En établissant une incompatibilité entre le mandat parlementaire et les fonctions de président ou d'administrateur d'" établissements publics nationaux ", le législateur a entendu interdire aux membres du Parlement, sauf dans les cas mentionnés au deuxième alinéa de l'article L.O. 145 du code électoral, d'exercer des fonctions dirigeantes au sein d'établissements publics relevant de la tutelle de l'État. En faisant référence au président du conseil d'administration des établissements publics nationaux, l'article L. O. 145 du code électoral vise le président du ou des organes délibérants de ces établissements, quelle que soit la dénomination susceptible d'être attribuée à de tels organes par les décrets instituant les établissements publics en cause.
▬▬▬▬▬▬
CONSIGNES:
A. Condensez en liste le paragraphe du texte fourni qui débute par « En établissant une incompatibilité », sans perdre ses faits principaux.
B. Relevez toutes les institutions et tous les organes nommés dans le texte sur les incompatibilités du mandat parlementaire.
C. Reprenez le texte sur les incompatibilités du mandat parlementaire après sa dernière phrase et poursuivez-le.
▬▬▬▬▬▬
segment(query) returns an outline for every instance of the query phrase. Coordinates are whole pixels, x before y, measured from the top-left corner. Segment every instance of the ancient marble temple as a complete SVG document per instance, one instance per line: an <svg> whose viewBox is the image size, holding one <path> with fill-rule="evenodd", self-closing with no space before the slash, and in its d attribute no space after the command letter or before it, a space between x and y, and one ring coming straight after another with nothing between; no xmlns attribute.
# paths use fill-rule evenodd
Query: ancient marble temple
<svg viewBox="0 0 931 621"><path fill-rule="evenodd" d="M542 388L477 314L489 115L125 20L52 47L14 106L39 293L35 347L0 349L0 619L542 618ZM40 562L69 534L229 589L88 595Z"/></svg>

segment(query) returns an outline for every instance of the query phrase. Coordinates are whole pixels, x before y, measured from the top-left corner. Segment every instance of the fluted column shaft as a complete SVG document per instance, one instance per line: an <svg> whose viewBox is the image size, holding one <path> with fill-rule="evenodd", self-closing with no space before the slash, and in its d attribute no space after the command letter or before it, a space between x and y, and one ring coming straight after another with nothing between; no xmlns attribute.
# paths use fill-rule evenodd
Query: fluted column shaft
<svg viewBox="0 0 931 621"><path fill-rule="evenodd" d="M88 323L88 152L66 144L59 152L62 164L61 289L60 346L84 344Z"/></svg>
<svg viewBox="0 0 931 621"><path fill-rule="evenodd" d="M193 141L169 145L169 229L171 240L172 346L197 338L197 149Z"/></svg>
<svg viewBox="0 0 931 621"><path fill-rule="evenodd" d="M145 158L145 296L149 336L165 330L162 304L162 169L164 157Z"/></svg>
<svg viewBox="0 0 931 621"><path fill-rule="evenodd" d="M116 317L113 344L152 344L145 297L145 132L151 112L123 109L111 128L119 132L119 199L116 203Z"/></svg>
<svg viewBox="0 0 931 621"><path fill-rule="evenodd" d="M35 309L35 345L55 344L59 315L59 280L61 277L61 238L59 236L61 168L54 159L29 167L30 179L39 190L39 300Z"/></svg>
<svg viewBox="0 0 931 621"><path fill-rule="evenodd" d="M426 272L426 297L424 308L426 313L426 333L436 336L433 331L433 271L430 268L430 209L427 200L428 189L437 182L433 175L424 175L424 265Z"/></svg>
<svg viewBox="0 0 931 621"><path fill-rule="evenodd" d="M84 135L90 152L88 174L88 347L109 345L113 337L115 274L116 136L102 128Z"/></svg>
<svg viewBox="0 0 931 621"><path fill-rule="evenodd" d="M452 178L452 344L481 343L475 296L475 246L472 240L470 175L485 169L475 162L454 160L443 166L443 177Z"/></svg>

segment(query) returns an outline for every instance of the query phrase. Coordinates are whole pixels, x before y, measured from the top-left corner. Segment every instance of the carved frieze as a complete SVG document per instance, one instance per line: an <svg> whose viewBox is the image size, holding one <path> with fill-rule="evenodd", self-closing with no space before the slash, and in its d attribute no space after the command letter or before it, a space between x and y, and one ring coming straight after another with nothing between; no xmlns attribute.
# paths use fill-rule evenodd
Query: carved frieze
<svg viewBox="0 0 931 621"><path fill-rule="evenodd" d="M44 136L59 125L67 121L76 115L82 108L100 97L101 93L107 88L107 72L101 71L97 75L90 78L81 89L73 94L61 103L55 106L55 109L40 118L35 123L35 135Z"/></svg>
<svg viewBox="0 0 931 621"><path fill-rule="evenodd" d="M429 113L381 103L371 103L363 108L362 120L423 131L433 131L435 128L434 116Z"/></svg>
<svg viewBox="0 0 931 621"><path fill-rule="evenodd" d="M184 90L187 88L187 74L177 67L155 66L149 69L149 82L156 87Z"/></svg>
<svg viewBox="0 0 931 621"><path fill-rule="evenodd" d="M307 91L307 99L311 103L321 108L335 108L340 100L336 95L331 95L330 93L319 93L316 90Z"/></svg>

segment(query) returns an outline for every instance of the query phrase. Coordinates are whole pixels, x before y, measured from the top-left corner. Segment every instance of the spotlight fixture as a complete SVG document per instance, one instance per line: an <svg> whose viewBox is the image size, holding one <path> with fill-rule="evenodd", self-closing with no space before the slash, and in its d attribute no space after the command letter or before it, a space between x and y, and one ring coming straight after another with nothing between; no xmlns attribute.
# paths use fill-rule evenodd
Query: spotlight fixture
▬▬▬▬▬▬
RÉPONSES:
A.
- Le législateur a rendu le mandat parlementaire incompatible avec les fonctions de président ou d'administrateur d'établissements publics nationaux.
- Les membres du Parlement ne peuvent donc pas exercer de fonctions dirigeantes dans des établissements publics sous tutelle de l'État, sauf dans les cas prévus au deuxième alinéa de l'article L.O. 145 du code électoral.
- La mention du président du conseil d'administration vise le président du ou des organes délibérants de ces établissements, quel que soit le nom que leur donnent les décrets qui les instituent.

B.
- le Parlement
- l'État
- les établissements publics nationaux
- le conseil d'administration
- les organes délibérants

C.
(95-12 I, 14 septembre 1995, cons. 5, Journal officiel du 16 septembre 1995, page 13667)

Le président de l'assemblée des chambres françaises de commerce et d'industrie, établissement public national, qui préside les organes délibérants de cet établissement, doit être regardé comme exerçant les fonctions d'un président de conseil d'administration au sens de l'article L.O. 145, fonction incompatible avec le mandat parlementaire.

(95-12 I, 14 septembre 1995, cons. 4, 5, 7, Journal officiel du 16 septembre 1995, page 13667)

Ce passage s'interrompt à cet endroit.